Instructions to follow
Copy out every line of the listing below word for word, changing nothing.

Data supplied
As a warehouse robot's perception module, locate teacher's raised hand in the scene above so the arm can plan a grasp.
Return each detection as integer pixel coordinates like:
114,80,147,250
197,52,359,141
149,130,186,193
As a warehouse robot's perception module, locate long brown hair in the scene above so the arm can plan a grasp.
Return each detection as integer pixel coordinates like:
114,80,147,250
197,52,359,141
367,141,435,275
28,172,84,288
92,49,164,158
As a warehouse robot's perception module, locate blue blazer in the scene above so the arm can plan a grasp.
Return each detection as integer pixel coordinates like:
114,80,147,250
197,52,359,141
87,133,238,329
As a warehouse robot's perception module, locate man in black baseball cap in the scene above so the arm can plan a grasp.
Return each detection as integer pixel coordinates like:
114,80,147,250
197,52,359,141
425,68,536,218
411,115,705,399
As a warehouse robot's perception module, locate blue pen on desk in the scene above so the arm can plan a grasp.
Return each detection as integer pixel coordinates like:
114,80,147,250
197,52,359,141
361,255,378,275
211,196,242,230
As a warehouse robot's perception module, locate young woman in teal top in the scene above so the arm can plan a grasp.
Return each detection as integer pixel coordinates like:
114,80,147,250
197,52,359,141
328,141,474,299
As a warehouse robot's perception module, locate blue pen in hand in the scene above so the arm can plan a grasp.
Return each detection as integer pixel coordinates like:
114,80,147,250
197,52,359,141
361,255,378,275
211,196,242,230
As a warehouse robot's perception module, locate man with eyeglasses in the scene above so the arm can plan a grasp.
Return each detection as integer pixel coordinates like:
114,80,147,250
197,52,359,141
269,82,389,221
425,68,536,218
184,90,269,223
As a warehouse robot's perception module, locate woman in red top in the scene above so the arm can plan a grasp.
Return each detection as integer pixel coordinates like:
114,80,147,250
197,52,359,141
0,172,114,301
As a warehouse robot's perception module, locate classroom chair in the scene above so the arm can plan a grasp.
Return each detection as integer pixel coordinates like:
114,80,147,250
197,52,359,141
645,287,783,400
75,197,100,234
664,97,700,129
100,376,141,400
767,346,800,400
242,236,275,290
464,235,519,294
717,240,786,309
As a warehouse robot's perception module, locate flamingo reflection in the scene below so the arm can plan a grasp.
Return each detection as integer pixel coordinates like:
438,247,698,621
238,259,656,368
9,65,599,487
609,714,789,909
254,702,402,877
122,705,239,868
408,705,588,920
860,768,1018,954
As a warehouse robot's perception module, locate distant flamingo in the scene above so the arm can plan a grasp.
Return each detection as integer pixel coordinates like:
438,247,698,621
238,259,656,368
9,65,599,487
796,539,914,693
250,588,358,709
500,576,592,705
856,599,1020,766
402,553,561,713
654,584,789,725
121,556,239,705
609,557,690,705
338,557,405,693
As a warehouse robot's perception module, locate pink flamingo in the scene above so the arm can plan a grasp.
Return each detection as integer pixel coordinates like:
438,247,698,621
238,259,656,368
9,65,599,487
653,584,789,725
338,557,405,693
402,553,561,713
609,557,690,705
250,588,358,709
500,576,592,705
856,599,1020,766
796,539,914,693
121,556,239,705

Answer for the task
As a warehouse robot's perception module, locate teacher's raised hand in the scene above so the arm can plan a grasp.
Return each detection as integer pixel coordinates like:
114,80,147,250
197,52,359,141
149,130,186,193
As a warehouse robot's perception module, locate long brown hair in the scene above so the arm can plan a grasp.
Return each detection as integer pixel coordinates like:
114,80,147,250
197,52,359,141
367,141,435,275
28,172,84,288
92,49,164,158
As a warehouse robot's perception module, locate blue blazer in the scene above so the arm can plan a grasp.
Return each detection as integer pixel coordinates like:
114,80,147,250
197,52,359,141
87,133,238,329
As a warehouse robot's perception module, locate man in black baseball cap in the scene above so the arm can plan a grasp.
Return each detection as integer pixel coordinates like:
114,80,147,250
197,52,359,141
425,68,536,218
411,115,705,399
As a warehouse robot's perception module, locate blue pen on desk in the scene above so the arm can plan a grasp.
Return each detection as integer pixel coordinates like:
114,80,147,250
197,52,359,141
361,255,378,275
211,196,242,230
As a warehouse robot's perception module, locate young woman in teal top in the scene above so the arm can plan a grasp.
Return each detection as integer pixel coordinates like:
114,80,147,250
197,52,359,141
328,141,474,299
As a warehouse robot's perception module, locate blue pen in hand in the scene above so the arm can plan a grasp.
Return each detection as integer pixel coordinates like:
114,80,147,250
197,52,359,141
361,255,378,275
211,196,242,230
As a warehouse robot's perception module, locate man with eyeglasses in the scene above so the arm can plan a grasp.
Return each detection as integer pixel coordinates like:
114,80,147,250
197,52,359,141
269,82,389,221
425,68,536,218
184,90,269,223
As a warehouse robot's perception module, locate woman in red top in the scene above so the arm can plan a grasp.
Return each detection as integer pixel coordinates like:
114,80,147,250
197,52,359,141
0,172,114,301
As a warehouse robot's perception module, locate classroom chair in the scene above so the arm can plan a grasp.
Return each detection as integer pixel coordinates like:
114,80,147,250
197,52,359,141
645,287,783,400
75,197,100,234
664,97,700,129
100,376,141,400
767,346,800,400
242,236,275,290
464,235,519,294
717,240,786,309
As a warehouse robot's perception module, locate flamingo reflection in the scene below so the arm can plan a grasp.
Return each detection as integer pixel coordinates like:
438,247,698,621
238,259,656,368
9,65,599,487
609,714,789,909
254,702,402,877
122,705,239,868
408,705,588,920
860,768,1018,954
As a warehouse robot's perception module, locate distant flamingo in the scene above so the arm can plan a grasp.
Return each detection as integer pixel coordinates like:
438,247,698,621
238,259,656,368
9,65,599,487
796,539,914,693
250,588,358,709
500,576,592,705
856,599,1020,766
402,553,561,713
654,584,789,725
121,556,239,705
609,557,690,705
338,557,405,693
As a warehouse robot's perception module, locate pink flamingo in the scene above so the arm can plan a grasp.
Return each detection as integer pixel coordinates like:
438,247,698,621
238,259,656,368
9,65,599,487
653,584,789,725
338,557,405,693
402,553,561,713
609,557,690,705
250,588,358,709
500,576,592,705
856,599,1020,766
796,539,914,693
121,556,239,705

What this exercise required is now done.